● SOURCE TEXT
--------
Start at the Earl of Portsmouth Inn in the village and walk towards Chulmleigh, taking the right hand fork at the 'Y' junction (Hollow Tree Cross). After about a quarter-mile take a track into fields on the left and continue on the right hand field edge to the road - in fine weather there are clear views of Exmoor to the North. Cross to take a path to the right of the bungalow opposite and continue straight down the hedge-line -now with splendid views across Dartmoor in clear weather. Bear left to the valley and a stile, and make your way round the ponds by two bridges (CARE NEEDED). Continue up the field with a ditch to your right, to a gate. Now make for a grove of mature trees with a metal shed alongside. Go through the trees, passing the shed, towards two metal gates to the left, ahead. Take the right hand gate and ahead is a stile, quite close at hand, in the top field. This leads to the lane. Turn left and shortly reach Southcott Cross. You are now on the Ridge and Valley Walk. This leads you gently to the Tiverton road where you must turn left for Chawleigh village. The Ridge and Valley Walk links the two major linear trails, The Tarka Trail at Eggesford with The Two Moors Way at Witheridge. It follows much of the Little Dart River for about 11 miles. Fuller details of Chawleigh Walks are in the Mid-Devon District Council leaflet, Country Walks No.9.
This short 3 mile exhilarating walk to Baggy Point is a steep climb but rewarded with amazing seascapes.
Park at Croyde Bay National Trust park for Baggy Point. Take the stile from the car park uphill across the field to the open hillside. Struggle to the very top -there is a seat. Continue over the brow and descend to a farm track. Here, at a gate, turn left along the track, through a further gate and soon take a short scramble to the right through gorse to the lower path. Turn right, crossing a marshy corner and near the sign 'National Trust - Baggy Point' branch right, ever uphill! There are more seats at intervals. The path soon becomes a wide track with a good wall on the right. At the top you meet a gate and Coast Path sign. Go right and walk up to the coastguard signal post on the cliffs.
--------
● DATA LISTING
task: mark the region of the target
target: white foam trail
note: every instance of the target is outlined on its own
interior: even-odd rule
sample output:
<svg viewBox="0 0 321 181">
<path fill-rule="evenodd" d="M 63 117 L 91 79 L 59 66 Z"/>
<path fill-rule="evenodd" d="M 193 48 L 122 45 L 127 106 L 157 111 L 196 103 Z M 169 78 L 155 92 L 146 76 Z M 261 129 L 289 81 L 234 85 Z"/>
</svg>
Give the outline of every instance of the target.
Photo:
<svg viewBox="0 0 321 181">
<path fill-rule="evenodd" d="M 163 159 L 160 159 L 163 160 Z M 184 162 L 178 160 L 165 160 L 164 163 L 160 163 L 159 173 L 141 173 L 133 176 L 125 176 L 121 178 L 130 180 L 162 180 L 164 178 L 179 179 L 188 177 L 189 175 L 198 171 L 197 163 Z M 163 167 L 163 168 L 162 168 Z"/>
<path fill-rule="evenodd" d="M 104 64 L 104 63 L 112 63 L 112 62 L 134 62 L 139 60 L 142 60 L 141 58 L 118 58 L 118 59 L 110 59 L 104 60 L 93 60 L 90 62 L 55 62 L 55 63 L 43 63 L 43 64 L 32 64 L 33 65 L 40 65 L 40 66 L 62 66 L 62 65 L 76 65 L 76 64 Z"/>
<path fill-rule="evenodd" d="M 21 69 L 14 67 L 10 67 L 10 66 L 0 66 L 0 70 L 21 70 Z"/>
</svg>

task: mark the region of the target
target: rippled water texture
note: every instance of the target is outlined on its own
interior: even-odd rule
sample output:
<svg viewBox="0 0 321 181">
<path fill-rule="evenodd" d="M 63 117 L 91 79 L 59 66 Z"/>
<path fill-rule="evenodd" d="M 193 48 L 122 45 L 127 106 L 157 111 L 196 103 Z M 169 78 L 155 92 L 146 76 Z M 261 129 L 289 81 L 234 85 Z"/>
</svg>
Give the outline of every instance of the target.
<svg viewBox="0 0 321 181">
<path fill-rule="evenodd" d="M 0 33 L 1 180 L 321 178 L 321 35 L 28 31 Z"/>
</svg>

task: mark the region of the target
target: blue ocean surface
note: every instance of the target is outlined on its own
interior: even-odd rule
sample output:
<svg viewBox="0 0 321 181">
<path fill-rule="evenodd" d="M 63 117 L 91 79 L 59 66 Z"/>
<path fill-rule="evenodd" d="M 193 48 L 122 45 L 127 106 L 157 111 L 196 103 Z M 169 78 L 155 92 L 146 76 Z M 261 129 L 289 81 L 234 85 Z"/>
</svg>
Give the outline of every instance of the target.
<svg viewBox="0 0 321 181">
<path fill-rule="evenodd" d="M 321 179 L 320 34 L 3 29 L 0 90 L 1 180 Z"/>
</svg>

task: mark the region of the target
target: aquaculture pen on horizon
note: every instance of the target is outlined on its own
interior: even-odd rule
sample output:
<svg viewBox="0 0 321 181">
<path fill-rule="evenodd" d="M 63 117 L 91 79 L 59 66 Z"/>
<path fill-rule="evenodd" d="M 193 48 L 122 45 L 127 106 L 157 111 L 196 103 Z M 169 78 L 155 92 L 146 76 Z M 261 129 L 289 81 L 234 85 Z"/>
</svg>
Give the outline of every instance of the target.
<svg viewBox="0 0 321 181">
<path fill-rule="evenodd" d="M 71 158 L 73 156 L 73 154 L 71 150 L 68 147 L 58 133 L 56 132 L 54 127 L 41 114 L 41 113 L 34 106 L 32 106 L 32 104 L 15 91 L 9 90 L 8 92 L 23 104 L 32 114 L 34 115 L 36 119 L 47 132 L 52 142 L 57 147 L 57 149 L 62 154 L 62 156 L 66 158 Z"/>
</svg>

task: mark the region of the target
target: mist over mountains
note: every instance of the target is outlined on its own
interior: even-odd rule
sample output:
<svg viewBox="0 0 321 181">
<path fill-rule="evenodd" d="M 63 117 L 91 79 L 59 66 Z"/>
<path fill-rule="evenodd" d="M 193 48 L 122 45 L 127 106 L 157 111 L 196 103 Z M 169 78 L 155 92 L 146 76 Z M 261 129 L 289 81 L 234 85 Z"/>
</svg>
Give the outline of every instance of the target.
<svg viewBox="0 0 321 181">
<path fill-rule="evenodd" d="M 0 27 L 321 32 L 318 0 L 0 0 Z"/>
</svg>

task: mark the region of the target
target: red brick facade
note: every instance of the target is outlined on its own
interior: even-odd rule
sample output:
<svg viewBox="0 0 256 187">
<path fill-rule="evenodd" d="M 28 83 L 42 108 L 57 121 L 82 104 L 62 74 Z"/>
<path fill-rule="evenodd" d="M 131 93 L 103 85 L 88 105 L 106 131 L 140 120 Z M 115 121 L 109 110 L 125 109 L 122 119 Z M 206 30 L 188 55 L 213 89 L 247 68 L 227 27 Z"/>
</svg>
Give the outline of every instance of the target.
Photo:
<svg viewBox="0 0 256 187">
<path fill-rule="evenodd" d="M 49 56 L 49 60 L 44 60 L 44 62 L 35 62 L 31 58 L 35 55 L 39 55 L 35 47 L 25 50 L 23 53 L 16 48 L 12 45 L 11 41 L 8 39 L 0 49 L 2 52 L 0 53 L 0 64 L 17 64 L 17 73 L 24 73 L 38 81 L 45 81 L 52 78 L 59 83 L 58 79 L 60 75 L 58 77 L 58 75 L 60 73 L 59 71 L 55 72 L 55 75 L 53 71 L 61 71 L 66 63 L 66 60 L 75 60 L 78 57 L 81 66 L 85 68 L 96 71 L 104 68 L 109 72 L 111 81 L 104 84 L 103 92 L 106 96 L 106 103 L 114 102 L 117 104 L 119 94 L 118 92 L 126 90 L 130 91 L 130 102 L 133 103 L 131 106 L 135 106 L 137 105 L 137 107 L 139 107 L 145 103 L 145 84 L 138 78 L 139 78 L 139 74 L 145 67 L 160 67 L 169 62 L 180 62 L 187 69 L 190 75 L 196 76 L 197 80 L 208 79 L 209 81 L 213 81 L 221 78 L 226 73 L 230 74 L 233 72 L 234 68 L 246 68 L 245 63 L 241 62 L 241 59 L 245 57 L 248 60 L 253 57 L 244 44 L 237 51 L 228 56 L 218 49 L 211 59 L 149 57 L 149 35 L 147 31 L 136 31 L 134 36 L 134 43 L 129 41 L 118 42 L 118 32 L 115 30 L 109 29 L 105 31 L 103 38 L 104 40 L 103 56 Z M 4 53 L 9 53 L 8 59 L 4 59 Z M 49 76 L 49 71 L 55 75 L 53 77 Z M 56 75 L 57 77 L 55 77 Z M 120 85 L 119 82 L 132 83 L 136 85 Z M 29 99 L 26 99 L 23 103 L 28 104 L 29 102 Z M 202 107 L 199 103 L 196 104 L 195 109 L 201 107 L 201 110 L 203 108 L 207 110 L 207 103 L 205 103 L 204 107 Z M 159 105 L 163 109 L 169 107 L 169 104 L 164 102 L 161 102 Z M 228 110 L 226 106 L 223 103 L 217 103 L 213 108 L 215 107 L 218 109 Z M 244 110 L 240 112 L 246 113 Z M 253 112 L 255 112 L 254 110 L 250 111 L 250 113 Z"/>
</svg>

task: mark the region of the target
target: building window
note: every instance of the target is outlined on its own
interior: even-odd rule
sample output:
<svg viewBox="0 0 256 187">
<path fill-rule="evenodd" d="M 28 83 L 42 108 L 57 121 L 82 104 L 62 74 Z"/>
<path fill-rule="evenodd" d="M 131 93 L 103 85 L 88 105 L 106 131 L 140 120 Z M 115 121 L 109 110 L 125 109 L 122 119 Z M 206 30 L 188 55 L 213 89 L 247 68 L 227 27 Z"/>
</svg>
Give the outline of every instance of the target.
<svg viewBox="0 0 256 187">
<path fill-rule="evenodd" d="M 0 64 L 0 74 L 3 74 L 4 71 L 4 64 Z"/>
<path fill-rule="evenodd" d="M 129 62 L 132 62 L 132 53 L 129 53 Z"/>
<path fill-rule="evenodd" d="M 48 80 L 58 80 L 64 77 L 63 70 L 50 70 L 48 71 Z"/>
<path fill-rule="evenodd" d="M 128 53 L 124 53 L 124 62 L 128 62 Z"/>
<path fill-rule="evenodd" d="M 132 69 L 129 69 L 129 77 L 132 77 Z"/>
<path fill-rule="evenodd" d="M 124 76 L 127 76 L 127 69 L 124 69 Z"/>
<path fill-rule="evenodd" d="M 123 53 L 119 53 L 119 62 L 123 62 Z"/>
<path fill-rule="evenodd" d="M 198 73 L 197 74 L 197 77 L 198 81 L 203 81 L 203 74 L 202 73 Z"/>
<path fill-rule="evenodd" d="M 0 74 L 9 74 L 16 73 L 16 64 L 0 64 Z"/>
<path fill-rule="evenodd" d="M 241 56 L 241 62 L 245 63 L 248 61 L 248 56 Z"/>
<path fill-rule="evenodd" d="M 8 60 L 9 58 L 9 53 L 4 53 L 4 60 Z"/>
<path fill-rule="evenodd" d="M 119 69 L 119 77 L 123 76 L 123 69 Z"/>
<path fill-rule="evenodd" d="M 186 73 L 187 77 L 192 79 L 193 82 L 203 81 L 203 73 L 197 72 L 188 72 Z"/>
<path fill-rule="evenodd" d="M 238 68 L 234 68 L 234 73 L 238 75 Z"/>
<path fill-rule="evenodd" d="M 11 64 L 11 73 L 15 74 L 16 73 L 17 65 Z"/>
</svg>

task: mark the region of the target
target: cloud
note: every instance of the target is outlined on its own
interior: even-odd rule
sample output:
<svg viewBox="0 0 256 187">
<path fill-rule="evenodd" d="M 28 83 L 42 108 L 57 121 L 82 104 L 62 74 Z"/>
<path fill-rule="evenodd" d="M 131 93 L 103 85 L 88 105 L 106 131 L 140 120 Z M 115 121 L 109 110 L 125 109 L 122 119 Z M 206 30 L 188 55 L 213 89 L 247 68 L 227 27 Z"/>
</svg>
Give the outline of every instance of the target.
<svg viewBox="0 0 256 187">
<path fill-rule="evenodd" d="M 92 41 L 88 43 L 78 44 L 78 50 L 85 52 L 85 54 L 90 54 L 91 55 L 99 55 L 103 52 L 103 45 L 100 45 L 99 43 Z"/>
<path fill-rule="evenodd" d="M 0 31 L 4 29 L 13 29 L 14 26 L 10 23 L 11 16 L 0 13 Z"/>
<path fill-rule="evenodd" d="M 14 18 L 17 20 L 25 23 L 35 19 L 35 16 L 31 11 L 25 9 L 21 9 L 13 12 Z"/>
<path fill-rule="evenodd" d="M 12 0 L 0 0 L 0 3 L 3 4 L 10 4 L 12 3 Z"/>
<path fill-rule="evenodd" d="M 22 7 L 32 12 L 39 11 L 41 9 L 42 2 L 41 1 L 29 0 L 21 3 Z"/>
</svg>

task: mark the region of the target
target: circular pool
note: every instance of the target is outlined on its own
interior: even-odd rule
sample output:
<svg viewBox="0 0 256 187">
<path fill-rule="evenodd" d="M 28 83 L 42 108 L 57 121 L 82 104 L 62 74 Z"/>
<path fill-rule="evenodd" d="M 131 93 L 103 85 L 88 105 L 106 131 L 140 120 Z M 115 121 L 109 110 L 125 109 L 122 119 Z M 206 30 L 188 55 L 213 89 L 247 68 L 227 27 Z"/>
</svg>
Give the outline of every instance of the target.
--------
● SHORT EXERCISE
Please name the two trails that the Ridge and Valley Walk links, according to the walking directions.

● CORRECT ANSWER
The Tarka Trail at Eggesford and The Two Moors Way at Witheridge.